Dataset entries
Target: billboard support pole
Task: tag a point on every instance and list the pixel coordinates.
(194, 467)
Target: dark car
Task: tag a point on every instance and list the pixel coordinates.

Problem details - Your job is to reproduce the data in full, with every line intact.

Answer section -
Target: billboard support pole
Task: tag a point on every instance and list the pixel coordinates.
(194, 467)
Target: dark car
Task: tag a point on every instance and list the pixel coordinates.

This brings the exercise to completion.